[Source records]
- - - - - - -

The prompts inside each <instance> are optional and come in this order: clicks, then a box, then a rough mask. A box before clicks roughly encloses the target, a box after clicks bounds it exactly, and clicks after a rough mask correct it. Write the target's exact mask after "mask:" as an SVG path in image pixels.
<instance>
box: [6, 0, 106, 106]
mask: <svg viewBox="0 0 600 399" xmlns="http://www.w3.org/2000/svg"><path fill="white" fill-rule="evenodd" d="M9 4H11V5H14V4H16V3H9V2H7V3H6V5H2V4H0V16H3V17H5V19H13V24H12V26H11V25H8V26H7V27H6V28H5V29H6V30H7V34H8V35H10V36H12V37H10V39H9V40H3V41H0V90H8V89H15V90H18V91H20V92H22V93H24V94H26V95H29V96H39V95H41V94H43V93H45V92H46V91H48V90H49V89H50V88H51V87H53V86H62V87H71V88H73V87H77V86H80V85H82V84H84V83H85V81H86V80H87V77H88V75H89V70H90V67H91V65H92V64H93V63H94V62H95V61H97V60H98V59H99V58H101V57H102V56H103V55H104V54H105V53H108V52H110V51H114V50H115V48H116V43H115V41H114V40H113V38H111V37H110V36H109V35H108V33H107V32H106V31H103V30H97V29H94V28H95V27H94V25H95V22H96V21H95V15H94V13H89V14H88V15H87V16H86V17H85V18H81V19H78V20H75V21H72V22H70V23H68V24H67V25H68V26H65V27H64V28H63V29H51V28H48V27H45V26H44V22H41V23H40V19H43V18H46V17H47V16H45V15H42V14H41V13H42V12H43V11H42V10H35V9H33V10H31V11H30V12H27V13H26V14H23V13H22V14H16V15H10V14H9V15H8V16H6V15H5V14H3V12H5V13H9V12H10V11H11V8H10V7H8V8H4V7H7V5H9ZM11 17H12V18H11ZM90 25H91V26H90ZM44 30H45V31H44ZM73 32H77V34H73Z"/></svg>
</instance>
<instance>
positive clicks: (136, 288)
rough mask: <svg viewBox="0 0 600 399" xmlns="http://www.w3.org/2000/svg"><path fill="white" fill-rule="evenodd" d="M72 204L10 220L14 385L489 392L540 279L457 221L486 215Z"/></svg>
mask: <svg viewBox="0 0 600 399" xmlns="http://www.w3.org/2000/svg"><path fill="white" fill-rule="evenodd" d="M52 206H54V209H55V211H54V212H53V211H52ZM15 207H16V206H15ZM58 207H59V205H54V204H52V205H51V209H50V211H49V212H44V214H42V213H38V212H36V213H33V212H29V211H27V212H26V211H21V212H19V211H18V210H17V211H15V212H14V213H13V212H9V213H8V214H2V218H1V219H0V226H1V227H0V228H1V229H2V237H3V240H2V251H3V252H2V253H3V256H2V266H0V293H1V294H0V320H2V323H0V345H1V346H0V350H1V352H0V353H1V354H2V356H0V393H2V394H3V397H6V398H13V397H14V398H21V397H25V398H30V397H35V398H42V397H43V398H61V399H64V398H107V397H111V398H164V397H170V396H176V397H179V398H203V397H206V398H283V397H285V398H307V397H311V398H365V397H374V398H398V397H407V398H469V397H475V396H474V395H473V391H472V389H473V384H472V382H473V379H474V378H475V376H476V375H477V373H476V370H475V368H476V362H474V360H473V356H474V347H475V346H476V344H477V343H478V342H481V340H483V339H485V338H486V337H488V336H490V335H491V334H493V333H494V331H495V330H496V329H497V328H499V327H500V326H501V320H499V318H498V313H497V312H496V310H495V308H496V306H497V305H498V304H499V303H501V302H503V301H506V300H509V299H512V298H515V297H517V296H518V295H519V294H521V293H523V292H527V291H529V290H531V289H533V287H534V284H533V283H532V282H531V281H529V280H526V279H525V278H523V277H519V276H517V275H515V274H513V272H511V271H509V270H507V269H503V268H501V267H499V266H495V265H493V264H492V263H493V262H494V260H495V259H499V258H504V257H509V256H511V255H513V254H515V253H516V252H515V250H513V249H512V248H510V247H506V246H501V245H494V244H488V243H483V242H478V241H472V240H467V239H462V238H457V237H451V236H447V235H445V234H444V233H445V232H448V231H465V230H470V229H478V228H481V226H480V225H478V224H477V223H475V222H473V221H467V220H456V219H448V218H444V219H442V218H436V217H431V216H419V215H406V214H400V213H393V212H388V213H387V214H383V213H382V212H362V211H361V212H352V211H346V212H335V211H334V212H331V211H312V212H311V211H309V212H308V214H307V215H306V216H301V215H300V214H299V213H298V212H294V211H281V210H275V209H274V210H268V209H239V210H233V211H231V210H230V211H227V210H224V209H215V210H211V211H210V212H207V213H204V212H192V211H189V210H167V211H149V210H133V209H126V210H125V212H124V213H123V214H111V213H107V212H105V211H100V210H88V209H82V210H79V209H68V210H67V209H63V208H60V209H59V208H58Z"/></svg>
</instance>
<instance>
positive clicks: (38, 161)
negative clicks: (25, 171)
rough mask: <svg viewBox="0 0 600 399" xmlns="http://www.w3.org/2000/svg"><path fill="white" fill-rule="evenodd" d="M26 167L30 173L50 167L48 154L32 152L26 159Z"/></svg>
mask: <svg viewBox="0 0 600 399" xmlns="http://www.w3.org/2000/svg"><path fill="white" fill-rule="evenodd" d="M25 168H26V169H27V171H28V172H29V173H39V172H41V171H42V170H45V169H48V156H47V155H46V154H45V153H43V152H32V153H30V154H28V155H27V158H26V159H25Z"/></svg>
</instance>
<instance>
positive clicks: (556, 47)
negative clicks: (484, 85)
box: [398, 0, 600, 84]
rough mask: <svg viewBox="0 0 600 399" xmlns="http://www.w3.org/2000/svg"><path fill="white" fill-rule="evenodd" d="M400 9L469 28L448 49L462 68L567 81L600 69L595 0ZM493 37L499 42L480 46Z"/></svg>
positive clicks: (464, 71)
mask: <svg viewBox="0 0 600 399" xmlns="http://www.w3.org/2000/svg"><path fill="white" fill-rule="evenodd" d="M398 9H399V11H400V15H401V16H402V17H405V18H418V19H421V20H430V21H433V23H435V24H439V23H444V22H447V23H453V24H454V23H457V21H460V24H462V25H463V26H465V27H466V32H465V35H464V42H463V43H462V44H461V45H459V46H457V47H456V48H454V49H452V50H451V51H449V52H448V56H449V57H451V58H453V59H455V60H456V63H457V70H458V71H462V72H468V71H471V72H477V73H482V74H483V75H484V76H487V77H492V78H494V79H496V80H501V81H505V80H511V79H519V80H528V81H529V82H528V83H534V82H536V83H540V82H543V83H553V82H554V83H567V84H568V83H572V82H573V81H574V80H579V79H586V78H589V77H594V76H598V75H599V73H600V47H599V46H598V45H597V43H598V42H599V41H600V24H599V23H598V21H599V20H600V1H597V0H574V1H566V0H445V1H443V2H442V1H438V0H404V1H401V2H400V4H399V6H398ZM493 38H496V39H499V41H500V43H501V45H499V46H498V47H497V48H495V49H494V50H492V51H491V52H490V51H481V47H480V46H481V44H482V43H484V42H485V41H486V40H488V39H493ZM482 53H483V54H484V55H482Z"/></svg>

- - - - - - -

• _What is needed_
Return each line above precisely as written.

• _Written reply_
The prompts inside each <instance> are optional and come in this order: clicks, then a box, then a rough mask. A box before clicks roughly encloses the target, a box after clicks bounds it exactly, and clicks after a rough mask correct it. Write the target's exact mask after "mask:" as an SVG path in image pixels.
<instance>
box: [6, 0, 106, 106]
mask: <svg viewBox="0 0 600 399" xmlns="http://www.w3.org/2000/svg"><path fill="white" fill-rule="evenodd" d="M9 4H11V5H14V4H16V3H9V2H7V3H6V5H2V4H0V16H3V17H5V19H13V24H12V26H11V25H8V26H7V27H6V28H5V29H6V30H7V34H8V35H10V36H12V37H10V39H9V40H3V41H0V90H8V89H15V90H18V91H20V92H22V93H24V94H26V95H29V96H39V95H41V94H43V93H45V92H46V91H48V90H49V89H50V88H51V87H53V86H62V87H71V88H73V87H77V86H80V85H82V84H84V83H85V81H86V80H87V77H88V75H89V70H90V67H91V65H92V64H93V63H94V62H95V61H97V60H98V59H99V58H101V57H102V56H103V55H104V54H105V53H108V52H110V51H114V50H115V48H116V43H115V41H114V40H113V38H111V37H110V36H109V35H108V33H107V32H106V31H103V30H97V29H94V28H95V27H94V25H95V22H96V21H95V15H94V13H89V14H88V15H87V16H86V17H85V18H81V19H78V20H75V21H72V22H70V23H68V24H67V25H68V26H65V27H64V28H63V29H51V28H48V27H45V26H44V22H41V23H40V19H43V18H46V17H47V16H45V15H42V14H41V13H42V12H43V11H42V10H35V9H33V10H31V11H30V12H27V13H26V14H23V13H22V14H16V15H10V14H9V15H8V16H6V15H5V14H3V12H5V13H9V12H10V11H11V8H10V7H8V8H4V7H7V5H9ZM11 17H12V18H11ZM90 25H91V26H90ZM44 30H45V31H44ZM73 32H77V34H73Z"/></svg>
</instance>
<instance>
positive clicks: (136, 288)
rough mask: <svg viewBox="0 0 600 399" xmlns="http://www.w3.org/2000/svg"><path fill="white" fill-rule="evenodd" d="M72 204L10 220L14 385L489 392L540 279L457 221L486 215Z"/></svg>
mask: <svg viewBox="0 0 600 399" xmlns="http://www.w3.org/2000/svg"><path fill="white" fill-rule="evenodd" d="M52 206H54V209H55V211H54V212H53V211H52ZM15 207H16V206H15ZM58 207H59V205H54V204H52V205H51V209H50V211H49V212H44V214H42V213H38V212H36V213H33V212H29V211H27V212H26V211H21V212H19V211H18V210H17V211H15V212H14V213H13V212H9V213H8V214H2V218H1V219H0V226H1V227H0V228H1V229H2V237H3V240H2V251H3V252H2V253H3V256H2V266H0V293H1V294H0V320H2V323H0V345H1V346H0V350H1V352H0V353H1V354H2V356H0V393H2V394H3V397H6V398H13V397H14V398H21V397H25V398H30V397H35V398H42V397H43V398H61V399H64V398H107V397H111V398H164V397H170V396H176V397H179V398H203V397H206V398H283V397H285V398H307V397H311V398H365V397H374V398H398V397H407V398H469V397H475V396H474V395H473V391H472V389H473V384H472V382H473V379H474V378H475V376H476V375H477V373H476V370H475V368H476V362H474V360H473V356H474V347H475V346H476V344H477V343H478V342H481V340H483V339H485V338H486V337H488V336H490V335H491V334H493V333H494V331H495V330H496V329H497V328H499V327H500V326H501V320H499V318H498V313H497V312H496V310H495V308H496V306H497V305H498V304H499V303H501V302H503V301H506V300H509V299H512V298H515V297H517V296H518V295H519V294H521V293H523V292H527V291H529V290H531V289H533V287H534V284H533V283H532V282H531V281H529V280H526V279H525V278H523V277H519V276H517V275H515V274H513V272H511V271H509V270H507V269H503V268H501V267H499V266H495V265H493V264H492V263H493V262H494V260H495V259H499V258H504V257H509V256H511V255H513V254H515V253H516V252H515V250H513V249H512V248H510V247H506V246H501V245H494V244H488V243H483V242H478V241H472V240H467V239H462V238H457V237H451V236H447V235H445V234H444V233H445V232H448V231H465V230H470V229H478V228H481V226H480V225H478V224H477V223H475V222H473V221H467V220H456V219H448V218H444V219H442V218H436V217H431V216H419V215H406V214H400V213H393V212H388V213H387V214H383V213H382V212H362V211H361V212H352V211H346V212H335V211H334V212H331V211H312V212H311V211H309V212H308V214H307V215H306V216H301V215H300V214H299V213H298V212H294V211H281V210H275V209H274V210H268V209H239V210H233V211H231V210H230V211H227V210H224V209H215V210H211V211H210V212H207V213H204V212H192V211H189V210H167V211H149V210H133V209H126V210H125V212H124V213H123V214H111V213H107V212H105V211H100V210H88V209H82V210H79V209H68V210H67V209H63V208H60V209H59V208H58Z"/></svg>
</instance>
<instance>
positive clicks: (38, 161)
negative clicks: (25, 171)
rough mask: <svg viewBox="0 0 600 399" xmlns="http://www.w3.org/2000/svg"><path fill="white" fill-rule="evenodd" d="M26 167L30 173L50 167L48 154L32 152L26 159Z"/></svg>
mask: <svg viewBox="0 0 600 399" xmlns="http://www.w3.org/2000/svg"><path fill="white" fill-rule="evenodd" d="M25 168H26V169H27V171H28V172H29V173H39V172H41V171H42V170H45V169H48V156H47V155H46V154H45V153H43V152H32V153H30V154H28V155H27V158H26V159H25Z"/></svg>
</instance>
<instance>
positive clicks: (556, 47)
negative clicks: (484, 85)
box: [398, 0, 600, 84]
rough mask: <svg viewBox="0 0 600 399" xmlns="http://www.w3.org/2000/svg"><path fill="white" fill-rule="evenodd" d="M400 9L469 28L448 49L462 68L567 81L600 69L595 0ZM493 37L499 42L480 46Z"/></svg>
positive clicks: (464, 71)
mask: <svg viewBox="0 0 600 399" xmlns="http://www.w3.org/2000/svg"><path fill="white" fill-rule="evenodd" d="M398 9H399V11H400V15H401V16H402V17H405V18H418V19H421V20H430V21H433V23H435V24H439V23H444V22H447V23H453V24H454V23H457V21H460V24H462V25H463V26H465V27H466V32H465V35H464V42H463V43H462V44H461V45H459V46H457V47H456V48H454V49H452V50H451V51H449V52H448V56H449V57H451V58H453V59H455V60H456V63H457V70H458V71H462V72H468V71H471V72H477V73H482V74H483V75H484V76H487V77H492V78H494V79H496V80H501V81H505V80H511V79H519V80H528V81H529V82H528V83H534V82H536V83H540V82H543V83H553V82H554V83H567V84H568V83H572V82H573V81H574V80H579V79H586V78H589V77H594V76H598V75H599V73H600V47H599V46H598V45H597V43H598V42H599V41H600V24H599V23H598V21H599V20H600V1H597V0H574V1H566V0H445V1H443V2H442V1H438V0H404V1H401V2H400V4H399V6H398ZM493 38H496V39H499V41H500V43H501V45H499V46H498V47H497V48H495V49H494V50H492V51H491V52H490V51H481V47H480V46H481V44H482V43H484V42H485V41H486V40H488V39H493ZM482 53H483V54H484V55H482Z"/></svg>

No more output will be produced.